=== Section Start ===

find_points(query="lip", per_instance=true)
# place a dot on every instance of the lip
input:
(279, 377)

=== Section End ===
=== Section Start ===

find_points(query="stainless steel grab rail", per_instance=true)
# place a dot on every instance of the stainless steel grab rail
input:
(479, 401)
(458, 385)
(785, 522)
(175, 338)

=== Section End ===

▶ Work required
The answer must be every line from the entries above that holds the string "true".

▶ Finished task
find_points(query="lip", per_instance=true)
find_points(query="stainless steel grab rail", per_instance=true)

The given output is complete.